— INSTRUCTION —
Pull out every line of the records that contains the string "glass", and keep in mind that case counts.

BEGIN

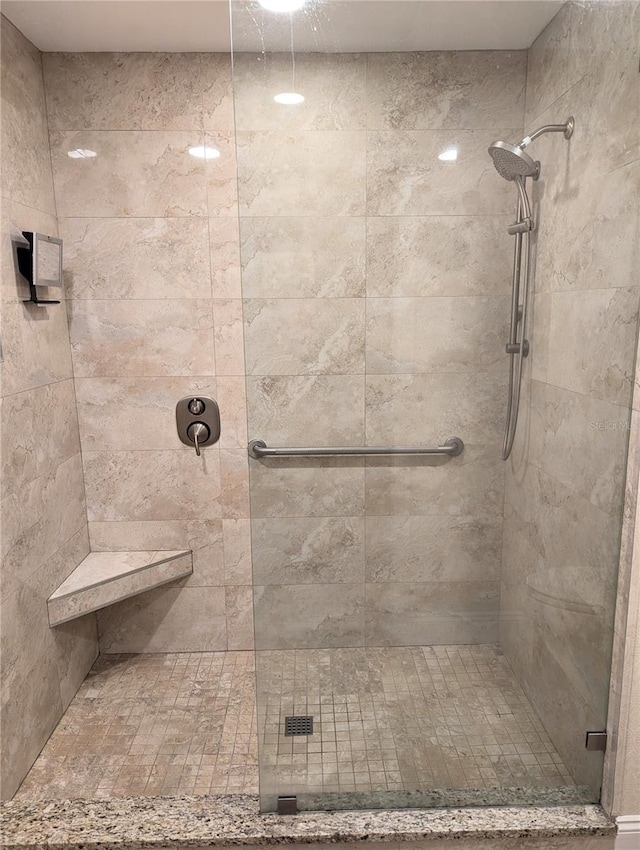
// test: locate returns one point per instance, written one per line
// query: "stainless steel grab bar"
(259, 449)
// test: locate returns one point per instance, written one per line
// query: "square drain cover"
(298, 725)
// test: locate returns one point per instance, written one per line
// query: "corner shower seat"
(107, 577)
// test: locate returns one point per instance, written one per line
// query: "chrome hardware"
(514, 348)
(196, 406)
(198, 421)
(259, 449)
(596, 741)
(198, 433)
(287, 806)
(524, 226)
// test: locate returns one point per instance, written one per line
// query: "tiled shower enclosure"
(336, 276)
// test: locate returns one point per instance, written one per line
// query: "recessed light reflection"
(81, 153)
(450, 155)
(289, 98)
(282, 5)
(204, 152)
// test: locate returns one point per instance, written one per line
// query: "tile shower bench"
(103, 578)
(234, 821)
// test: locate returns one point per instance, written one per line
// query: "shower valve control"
(196, 406)
(198, 422)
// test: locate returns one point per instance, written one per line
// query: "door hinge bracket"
(287, 806)
(596, 741)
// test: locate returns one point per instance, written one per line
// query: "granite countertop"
(234, 820)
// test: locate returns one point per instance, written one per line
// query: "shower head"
(511, 162)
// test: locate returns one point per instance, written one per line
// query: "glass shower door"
(375, 282)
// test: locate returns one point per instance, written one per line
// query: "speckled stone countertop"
(234, 821)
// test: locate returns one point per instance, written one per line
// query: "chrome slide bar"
(259, 449)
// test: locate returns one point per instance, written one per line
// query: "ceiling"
(322, 25)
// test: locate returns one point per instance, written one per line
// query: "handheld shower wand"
(512, 163)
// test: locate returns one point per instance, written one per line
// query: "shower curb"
(234, 820)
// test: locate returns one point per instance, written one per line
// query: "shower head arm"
(566, 128)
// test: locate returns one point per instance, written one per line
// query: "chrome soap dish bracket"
(198, 421)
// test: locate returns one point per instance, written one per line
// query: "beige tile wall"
(155, 314)
(44, 525)
(376, 283)
(565, 480)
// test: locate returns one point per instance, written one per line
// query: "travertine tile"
(584, 324)
(237, 551)
(104, 578)
(309, 487)
(234, 483)
(39, 688)
(232, 400)
(333, 84)
(41, 516)
(224, 250)
(429, 409)
(551, 65)
(135, 173)
(239, 611)
(285, 257)
(301, 173)
(148, 258)
(124, 91)
(217, 94)
(286, 410)
(152, 485)
(304, 616)
(222, 176)
(434, 89)
(438, 334)
(432, 548)
(587, 229)
(383, 719)
(576, 426)
(471, 484)
(405, 176)
(114, 412)
(308, 550)
(438, 255)
(39, 431)
(26, 165)
(186, 619)
(141, 338)
(304, 336)
(202, 537)
(228, 336)
(406, 614)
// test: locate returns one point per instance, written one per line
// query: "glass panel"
(445, 622)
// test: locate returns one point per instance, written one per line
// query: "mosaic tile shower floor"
(385, 720)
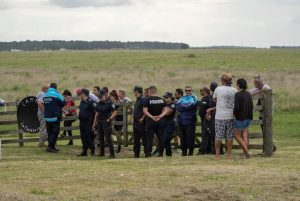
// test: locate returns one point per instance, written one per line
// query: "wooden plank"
(10, 122)
(255, 135)
(66, 118)
(8, 113)
(251, 146)
(8, 132)
(69, 128)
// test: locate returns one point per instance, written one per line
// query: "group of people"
(225, 113)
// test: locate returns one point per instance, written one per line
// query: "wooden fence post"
(125, 125)
(20, 133)
(268, 124)
(0, 150)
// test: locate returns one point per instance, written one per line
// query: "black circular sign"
(27, 115)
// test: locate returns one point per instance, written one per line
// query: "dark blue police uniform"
(104, 110)
(205, 146)
(155, 106)
(85, 116)
(169, 128)
(138, 127)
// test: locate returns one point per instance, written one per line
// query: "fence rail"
(265, 110)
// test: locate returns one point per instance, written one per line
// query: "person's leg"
(183, 140)
(229, 137)
(49, 132)
(245, 136)
(42, 130)
(191, 138)
(101, 137)
(205, 137)
(149, 137)
(220, 132)
(238, 136)
(169, 130)
(89, 137)
(107, 134)
(136, 140)
(83, 139)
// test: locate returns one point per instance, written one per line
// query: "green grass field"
(29, 173)
(23, 73)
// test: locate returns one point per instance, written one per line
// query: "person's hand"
(141, 120)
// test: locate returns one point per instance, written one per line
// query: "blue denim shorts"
(241, 125)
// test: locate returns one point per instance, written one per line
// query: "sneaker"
(249, 155)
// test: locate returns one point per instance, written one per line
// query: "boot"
(184, 153)
(92, 152)
(83, 153)
(119, 149)
(102, 153)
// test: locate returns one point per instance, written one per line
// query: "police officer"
(152, 108)
(168, 116)
(210, 116)
(85, 124)
(53, 104)
(138, 122)
(187, 120)
(205, 146)
(105, 113)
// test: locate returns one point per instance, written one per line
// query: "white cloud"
(198, 22)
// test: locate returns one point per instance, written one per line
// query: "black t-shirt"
(105, 109)
(212, 104)
(171, 116)
(138, 109)
(154, 104)
(204, 105)
(86, 110)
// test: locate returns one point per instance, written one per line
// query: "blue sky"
(258, 23)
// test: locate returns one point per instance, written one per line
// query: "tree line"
(86, 45)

END

— EXPECTED OUTPUT —
// query: "glass shower door"
// query: "glass panel"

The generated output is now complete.